** Excerpted passage follows **
Journee Woodard's mom almost cancelled the appointment. The herculean task of wrangling four young children to the dentist was sometimes too much for two working parents.
But they made it, and 11-year Journee was the last of the Woodard clan to sit in the dentist chair for her six-month cleaning.
That moment would turn out to be life changing. A week after Journee walked out of the dentist's office in Edmond, Okla., doctors discovered a grapefruit-sized tumor on her pancreas, thanks to a tip from the family's dentist and hygienist.
"The mass had just infiltrated everything," Journee's mother, Anna Van Ostrand-Woodard, told The Washington Post in an interview. "We were told that Journee was one basketball game from this thing rupturing."
Journee's life-saving dentist visit is one example of the little-known ways that dentists can detect signs of very serious medical conditions. In Journee's case, jaundice in her eyes was the sign that a dangerous tumor was interrupting normal organ function.
** End of Excerpted passage **
** Extracted information follows **
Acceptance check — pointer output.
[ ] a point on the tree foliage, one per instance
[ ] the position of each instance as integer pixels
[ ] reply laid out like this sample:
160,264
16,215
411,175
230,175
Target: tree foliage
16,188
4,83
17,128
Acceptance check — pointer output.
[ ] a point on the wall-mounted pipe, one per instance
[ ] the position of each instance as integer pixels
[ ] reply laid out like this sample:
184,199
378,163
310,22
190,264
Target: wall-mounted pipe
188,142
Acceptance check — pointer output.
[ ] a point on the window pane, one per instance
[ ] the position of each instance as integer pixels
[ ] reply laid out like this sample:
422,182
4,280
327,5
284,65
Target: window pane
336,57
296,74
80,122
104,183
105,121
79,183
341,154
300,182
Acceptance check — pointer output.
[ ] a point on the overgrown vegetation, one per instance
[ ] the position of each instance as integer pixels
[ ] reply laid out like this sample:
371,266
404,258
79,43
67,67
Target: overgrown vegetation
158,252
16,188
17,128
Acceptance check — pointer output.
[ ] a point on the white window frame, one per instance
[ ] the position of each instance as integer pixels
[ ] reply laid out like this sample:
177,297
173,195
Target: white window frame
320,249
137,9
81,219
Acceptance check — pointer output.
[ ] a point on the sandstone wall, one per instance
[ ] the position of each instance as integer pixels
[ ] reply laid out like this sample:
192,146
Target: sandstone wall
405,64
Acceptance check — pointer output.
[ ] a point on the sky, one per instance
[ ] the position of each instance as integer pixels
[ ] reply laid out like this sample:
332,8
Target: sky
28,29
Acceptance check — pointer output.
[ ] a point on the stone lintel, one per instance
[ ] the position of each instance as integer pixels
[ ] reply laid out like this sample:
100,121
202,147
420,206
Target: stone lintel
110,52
** End of Extracted information **
** Extracted information follows **
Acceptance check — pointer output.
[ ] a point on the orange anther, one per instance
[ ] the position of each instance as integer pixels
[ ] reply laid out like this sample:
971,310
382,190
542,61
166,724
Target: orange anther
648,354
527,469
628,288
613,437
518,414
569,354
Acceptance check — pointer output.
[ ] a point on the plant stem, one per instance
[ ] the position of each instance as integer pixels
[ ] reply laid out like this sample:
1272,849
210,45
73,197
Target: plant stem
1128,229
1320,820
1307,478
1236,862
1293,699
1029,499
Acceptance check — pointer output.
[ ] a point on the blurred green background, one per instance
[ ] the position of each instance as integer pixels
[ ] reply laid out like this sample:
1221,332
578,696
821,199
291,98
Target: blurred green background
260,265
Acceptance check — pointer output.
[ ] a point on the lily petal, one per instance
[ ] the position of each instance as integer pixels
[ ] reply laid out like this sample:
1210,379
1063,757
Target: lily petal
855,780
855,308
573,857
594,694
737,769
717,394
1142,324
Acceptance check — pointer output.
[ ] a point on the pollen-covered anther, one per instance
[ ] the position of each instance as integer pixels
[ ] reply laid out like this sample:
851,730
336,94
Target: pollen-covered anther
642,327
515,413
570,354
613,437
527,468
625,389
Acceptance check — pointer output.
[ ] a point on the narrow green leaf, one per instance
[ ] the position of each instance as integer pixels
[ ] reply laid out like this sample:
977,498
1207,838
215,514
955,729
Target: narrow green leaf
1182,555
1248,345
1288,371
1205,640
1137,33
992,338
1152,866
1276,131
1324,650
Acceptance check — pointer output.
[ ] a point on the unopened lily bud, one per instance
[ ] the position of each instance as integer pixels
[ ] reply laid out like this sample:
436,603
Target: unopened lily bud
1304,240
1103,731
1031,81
** End of Extracted information **
**Assignment**
Repeat the part of the passage about Journee Woodard's dentist visit from "But they made" up to and including "dentist and hygienist.", word for word.

**Written reply**
But they made it, and 11-year Journee was the last of the Woodard clan to sit in the dentist chair for her six-month cleaning.
That moment would turn out to be life changing. A week after Journee walked out of the dentist's office in Edmond, Okla., doctors discovered a grapefruit-sized tumor on her pancreas, thanks to a tip from the family's dentist and hygienist.